*Document extract*.
--
Sunday, January 11, 2009

Ya gotta GROW UP!

When I was a young actor in San Francisco, I was in a very touchy-feely navel-grazing-ish acting class based on the Lee Strasberg method acting school and a little more. The class not only worked a lot with sense memory exercises, and being in the moment, but also with exploring why we, the actor, did what we do in real life, what our "blockages" were and finding out where unhealthy or destructive patterns came from.

It was a real life-changer for me. I was young, in a new place, newly graduated, eager to prove myself and my defenses were tissue thick. I learned a lot about myself. I learned that being a soft and sensitive woman was not a weakness of mine, but a strength. It is amazing to me now, but that was a HUGE breakthrough in how I deal with life.

After about a year and a half though, I felt stuck, and left the class. The issue was dealing with our "inner child." This concept for self exploration and a whole school of therapy was first made popular by John Bradshaw in his book "Homecoming: Reclaiming and Championing Your Inner Child" in the late 1980s-early 90s and is still in use in some therapy circles today. The theory goes that inside of each adult, there is a little, vulnerable child who needs nurturing from all the ways your childhood was lacking or damaged or traumatized. (Hint: it's usually your parents' fault. Oh, joy.)



This is my inner child. Be nice to her, she is from Ohio.

There are some valid and exciting things to discover with doing this sort of exploration. You can remember where some negative beliefs or reactions have their roots, you can look at old hurts from a grown up perspective, and learn where it effected you and why they happened. If you get to that point, you can grow from there, change bad patterns, acknowledge and forgive mistakes made by yourself and others, and move on.

The problem is, for a lot of therapists (or touchy-feely acting instructors,) the exploration is so lucrative and can be made so mind-bogglingly complicated, that the solution step of learning from the inner child is either not revealed or not encouraged for years and years. Acknowledgement, forgiveness and perspective does not seem to weigh in soon enough.
--
*Directions*.
1. In the blog post about the inner child, why does the solution step of learning from the inner child often go unrevealed or unencouraged for years? Answer in one to three sentences.
2. Continue the blog post about the inner child, starting after its final sentence.
You won't need the records for this work.

[Saved entries]
--
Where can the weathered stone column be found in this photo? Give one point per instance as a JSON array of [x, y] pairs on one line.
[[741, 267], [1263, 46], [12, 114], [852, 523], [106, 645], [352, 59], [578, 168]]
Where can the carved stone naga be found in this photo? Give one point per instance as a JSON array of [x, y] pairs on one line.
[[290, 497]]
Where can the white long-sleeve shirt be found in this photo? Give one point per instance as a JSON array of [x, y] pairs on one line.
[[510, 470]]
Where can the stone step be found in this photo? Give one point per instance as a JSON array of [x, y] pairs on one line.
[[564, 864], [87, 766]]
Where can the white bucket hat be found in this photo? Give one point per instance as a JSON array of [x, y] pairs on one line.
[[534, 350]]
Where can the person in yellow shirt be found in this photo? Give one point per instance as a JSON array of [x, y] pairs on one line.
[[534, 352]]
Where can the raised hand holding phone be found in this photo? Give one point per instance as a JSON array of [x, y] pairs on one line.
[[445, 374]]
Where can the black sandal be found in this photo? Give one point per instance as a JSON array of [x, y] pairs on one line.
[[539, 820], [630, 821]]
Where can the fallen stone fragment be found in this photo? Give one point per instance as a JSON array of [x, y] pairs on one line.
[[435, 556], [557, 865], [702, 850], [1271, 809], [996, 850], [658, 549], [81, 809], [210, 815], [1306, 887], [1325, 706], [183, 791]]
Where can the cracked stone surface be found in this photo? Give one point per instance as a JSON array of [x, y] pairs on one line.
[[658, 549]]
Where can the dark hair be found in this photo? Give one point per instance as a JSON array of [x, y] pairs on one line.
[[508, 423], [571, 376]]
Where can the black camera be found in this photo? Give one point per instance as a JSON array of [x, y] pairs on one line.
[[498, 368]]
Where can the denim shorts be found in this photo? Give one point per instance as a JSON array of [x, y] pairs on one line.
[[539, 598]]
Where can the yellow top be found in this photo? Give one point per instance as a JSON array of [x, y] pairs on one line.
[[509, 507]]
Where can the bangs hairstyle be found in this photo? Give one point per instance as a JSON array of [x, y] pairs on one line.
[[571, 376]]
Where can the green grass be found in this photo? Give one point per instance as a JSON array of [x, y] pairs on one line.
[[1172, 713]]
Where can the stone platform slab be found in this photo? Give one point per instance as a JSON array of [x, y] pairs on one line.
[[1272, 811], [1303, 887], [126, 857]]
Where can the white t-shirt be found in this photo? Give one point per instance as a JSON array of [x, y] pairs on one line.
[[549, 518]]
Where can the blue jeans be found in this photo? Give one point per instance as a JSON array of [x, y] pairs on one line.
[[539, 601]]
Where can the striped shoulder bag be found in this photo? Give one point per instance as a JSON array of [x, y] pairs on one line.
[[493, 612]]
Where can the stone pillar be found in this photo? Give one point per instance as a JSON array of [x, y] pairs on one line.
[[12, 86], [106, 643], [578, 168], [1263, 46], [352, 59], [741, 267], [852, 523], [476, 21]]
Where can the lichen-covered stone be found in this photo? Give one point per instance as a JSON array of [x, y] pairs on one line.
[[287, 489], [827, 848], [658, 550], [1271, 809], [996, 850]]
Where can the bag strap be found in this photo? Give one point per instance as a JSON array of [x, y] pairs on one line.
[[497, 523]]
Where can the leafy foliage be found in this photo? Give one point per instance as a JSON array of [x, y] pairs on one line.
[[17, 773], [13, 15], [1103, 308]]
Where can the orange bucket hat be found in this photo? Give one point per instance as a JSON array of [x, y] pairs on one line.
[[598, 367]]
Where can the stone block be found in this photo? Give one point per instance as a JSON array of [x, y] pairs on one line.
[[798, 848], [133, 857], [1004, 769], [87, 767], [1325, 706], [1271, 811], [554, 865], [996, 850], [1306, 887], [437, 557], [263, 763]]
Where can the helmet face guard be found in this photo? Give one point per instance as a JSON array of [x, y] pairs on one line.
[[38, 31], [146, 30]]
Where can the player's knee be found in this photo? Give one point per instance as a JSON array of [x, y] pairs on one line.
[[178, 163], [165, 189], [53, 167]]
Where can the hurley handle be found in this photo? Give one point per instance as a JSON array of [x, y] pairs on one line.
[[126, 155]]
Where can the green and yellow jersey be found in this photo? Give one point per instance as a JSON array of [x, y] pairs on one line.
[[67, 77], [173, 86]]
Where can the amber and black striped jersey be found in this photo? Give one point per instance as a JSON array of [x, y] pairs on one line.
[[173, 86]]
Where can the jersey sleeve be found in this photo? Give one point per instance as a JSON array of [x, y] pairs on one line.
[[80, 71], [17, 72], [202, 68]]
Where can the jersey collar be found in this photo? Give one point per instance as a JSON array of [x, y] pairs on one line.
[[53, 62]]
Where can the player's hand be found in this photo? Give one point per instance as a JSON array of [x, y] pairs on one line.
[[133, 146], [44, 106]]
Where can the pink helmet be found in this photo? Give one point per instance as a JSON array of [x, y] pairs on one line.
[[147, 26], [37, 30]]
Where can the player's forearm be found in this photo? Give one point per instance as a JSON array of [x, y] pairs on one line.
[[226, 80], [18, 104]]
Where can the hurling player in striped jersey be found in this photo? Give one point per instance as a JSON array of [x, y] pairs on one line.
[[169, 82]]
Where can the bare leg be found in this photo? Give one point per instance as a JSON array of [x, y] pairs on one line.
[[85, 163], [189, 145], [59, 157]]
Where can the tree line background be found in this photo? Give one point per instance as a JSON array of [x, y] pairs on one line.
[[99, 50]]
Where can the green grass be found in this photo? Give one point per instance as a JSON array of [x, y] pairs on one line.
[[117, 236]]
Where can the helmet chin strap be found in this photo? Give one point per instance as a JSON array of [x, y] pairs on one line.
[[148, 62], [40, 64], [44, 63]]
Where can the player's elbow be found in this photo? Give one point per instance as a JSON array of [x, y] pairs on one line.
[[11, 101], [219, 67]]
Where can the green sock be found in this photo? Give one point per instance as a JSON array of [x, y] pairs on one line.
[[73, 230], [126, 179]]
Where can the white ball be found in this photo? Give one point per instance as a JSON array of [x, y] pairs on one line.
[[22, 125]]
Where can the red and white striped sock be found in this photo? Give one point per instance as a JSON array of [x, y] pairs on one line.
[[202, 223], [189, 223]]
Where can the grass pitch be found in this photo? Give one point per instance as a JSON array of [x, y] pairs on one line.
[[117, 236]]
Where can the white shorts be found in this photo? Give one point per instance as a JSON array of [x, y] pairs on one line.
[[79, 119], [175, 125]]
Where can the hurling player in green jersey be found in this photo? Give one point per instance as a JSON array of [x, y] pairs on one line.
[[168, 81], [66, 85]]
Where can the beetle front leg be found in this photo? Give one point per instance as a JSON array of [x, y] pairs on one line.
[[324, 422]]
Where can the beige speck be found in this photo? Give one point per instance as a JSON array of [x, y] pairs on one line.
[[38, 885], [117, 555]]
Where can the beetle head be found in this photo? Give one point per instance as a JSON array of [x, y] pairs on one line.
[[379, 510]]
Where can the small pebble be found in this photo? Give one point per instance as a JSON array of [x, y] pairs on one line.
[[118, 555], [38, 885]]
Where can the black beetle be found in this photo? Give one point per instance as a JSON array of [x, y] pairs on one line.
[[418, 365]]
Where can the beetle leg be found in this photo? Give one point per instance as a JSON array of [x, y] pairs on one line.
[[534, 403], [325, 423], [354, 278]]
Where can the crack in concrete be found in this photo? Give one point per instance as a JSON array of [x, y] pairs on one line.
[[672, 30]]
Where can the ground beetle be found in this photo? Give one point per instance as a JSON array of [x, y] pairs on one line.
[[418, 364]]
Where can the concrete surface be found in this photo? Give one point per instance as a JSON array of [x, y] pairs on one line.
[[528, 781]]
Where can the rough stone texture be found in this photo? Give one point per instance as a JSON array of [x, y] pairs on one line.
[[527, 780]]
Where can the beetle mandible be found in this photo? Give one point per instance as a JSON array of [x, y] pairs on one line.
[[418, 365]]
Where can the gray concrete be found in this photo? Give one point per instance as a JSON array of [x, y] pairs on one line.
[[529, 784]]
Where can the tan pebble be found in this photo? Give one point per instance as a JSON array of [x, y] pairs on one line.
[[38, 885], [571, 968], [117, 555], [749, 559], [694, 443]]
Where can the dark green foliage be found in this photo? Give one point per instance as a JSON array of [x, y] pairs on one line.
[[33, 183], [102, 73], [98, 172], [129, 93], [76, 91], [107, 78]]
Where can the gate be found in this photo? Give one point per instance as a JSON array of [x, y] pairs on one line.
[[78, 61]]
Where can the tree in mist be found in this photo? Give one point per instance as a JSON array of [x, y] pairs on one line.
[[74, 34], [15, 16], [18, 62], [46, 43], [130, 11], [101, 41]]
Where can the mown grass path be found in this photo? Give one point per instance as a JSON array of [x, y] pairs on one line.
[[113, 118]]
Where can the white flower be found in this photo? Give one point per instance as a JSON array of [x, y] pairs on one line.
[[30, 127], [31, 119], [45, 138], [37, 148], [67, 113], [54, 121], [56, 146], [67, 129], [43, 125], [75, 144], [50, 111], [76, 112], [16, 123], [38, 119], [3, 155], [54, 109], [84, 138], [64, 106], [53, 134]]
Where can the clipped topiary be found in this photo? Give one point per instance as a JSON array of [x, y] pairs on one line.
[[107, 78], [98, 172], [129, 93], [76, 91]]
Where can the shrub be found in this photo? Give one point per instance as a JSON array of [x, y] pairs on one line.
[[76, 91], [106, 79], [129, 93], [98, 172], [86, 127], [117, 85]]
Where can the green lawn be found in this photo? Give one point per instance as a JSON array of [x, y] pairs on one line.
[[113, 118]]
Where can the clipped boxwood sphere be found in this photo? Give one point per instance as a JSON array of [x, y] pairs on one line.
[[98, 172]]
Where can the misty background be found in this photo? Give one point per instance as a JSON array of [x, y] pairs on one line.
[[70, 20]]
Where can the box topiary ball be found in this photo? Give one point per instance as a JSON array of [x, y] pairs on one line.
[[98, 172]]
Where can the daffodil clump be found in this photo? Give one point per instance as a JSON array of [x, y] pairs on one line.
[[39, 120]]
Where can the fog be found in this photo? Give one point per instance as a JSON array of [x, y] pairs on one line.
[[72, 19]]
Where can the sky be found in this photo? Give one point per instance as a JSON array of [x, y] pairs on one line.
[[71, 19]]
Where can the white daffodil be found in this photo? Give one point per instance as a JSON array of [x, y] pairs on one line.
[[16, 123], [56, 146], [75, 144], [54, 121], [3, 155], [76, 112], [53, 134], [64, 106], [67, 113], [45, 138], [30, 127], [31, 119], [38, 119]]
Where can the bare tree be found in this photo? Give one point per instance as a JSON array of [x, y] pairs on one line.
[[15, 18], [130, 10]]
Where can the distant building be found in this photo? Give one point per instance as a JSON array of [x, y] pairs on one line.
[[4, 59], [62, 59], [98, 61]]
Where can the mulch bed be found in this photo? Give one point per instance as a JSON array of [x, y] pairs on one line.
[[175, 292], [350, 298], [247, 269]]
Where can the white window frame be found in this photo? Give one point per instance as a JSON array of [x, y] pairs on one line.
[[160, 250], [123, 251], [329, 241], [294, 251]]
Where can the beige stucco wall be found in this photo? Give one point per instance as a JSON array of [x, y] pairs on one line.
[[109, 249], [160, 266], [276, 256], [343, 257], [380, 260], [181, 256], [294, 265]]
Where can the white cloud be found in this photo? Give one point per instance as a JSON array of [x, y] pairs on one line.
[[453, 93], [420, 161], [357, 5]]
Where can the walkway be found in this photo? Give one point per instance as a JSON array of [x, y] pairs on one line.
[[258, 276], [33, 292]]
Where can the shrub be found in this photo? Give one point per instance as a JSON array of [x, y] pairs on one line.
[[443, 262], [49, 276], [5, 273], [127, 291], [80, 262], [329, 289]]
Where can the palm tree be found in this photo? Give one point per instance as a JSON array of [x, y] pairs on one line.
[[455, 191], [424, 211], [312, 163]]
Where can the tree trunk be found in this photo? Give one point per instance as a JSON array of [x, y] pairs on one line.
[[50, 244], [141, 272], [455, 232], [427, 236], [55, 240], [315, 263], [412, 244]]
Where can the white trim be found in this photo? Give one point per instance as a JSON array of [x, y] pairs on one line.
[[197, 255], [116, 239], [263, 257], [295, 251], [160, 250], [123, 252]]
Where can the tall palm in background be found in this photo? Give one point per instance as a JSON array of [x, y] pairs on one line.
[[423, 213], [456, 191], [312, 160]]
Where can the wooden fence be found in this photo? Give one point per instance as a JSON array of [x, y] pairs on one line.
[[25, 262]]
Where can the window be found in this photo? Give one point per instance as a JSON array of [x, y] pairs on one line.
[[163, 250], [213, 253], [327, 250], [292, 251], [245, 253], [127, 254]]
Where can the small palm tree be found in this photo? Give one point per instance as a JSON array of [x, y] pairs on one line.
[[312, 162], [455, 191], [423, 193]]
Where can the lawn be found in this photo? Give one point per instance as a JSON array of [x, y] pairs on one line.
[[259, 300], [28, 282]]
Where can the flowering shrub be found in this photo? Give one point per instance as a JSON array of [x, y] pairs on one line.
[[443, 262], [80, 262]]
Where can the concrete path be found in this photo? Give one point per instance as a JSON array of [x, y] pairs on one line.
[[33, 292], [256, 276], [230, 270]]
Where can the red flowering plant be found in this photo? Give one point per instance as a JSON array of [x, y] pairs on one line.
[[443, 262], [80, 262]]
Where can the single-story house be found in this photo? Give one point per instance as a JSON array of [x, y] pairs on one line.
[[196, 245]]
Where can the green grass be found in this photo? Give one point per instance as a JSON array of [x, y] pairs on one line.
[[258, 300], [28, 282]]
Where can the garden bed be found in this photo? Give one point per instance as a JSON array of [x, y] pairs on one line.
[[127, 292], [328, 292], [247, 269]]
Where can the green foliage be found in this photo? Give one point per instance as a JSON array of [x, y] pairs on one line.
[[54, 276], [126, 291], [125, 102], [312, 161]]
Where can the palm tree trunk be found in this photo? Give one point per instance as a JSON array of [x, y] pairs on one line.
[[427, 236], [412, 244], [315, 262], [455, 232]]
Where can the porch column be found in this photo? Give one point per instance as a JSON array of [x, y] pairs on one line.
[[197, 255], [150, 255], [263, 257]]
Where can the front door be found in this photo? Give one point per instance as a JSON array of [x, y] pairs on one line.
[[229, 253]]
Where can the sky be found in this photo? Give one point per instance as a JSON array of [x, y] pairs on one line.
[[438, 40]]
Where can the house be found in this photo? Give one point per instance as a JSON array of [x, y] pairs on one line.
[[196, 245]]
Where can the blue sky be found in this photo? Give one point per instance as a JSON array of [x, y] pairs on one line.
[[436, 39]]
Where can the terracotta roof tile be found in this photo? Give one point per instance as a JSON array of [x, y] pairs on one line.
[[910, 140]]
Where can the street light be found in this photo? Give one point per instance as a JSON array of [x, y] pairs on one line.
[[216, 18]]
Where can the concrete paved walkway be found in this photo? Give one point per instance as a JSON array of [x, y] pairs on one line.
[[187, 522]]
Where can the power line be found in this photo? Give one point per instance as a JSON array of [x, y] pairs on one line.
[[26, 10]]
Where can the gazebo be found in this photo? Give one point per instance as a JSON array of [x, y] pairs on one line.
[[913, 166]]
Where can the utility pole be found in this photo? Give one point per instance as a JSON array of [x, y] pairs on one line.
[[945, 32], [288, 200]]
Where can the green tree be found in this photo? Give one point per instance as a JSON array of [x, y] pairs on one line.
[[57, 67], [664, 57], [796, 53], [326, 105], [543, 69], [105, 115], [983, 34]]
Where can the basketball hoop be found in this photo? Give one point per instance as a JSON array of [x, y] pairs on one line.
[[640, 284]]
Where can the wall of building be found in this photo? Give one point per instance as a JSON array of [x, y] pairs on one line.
--
*Results for the exercise*.
1. For many therapists or touchy-feely acting instructors, the exploration is so lucrative and can be made so complicated that they don't reveal or encourage the step of learning from the inner child for years. As a result, acknowledgement, forgiveness and perspective don't come soon enough.

2.
The follower of this particular form of therapy can easily get stuck in resentment, helpless frustration, and a culture of victimhood.

The concept of exploring the "inner child" it is laudable that it gives a person working through issues a way to understand the basis of where their decisions came from in a non-threatening manner (i.e. the parents always disciplined by shaming and hitting and yelling and this effected how you saw yourself) but it is too easy to make a false connections (i.e. so you started drinking and became a drug addict and it is THEIR fault!). How you were raised is one thing, what you did with the baggage was NOT their choice in your life, but your own.

It is comforting, but false to make your own destructive choices someone else's doing.
It assumes that you have no free will, and your life was never your own.
Ultimately, it stunts your ability to see that change is up to you, and fixing things is up to you and not in someone else's power.
Blaming never fixed a problem.
Taking responsibility, plotting a course of action and following through fixes problems.

In regular life or in the development of an actor's craft, stagnation is not going to lead to a successful outcome. Growth and freedom cannot be claimed by hiding from change or self-actualization. And wallowing with your "inner child" instead of learning from it will not help you move forward.

In the end, being an adult means being responsible for how you are raising yourself.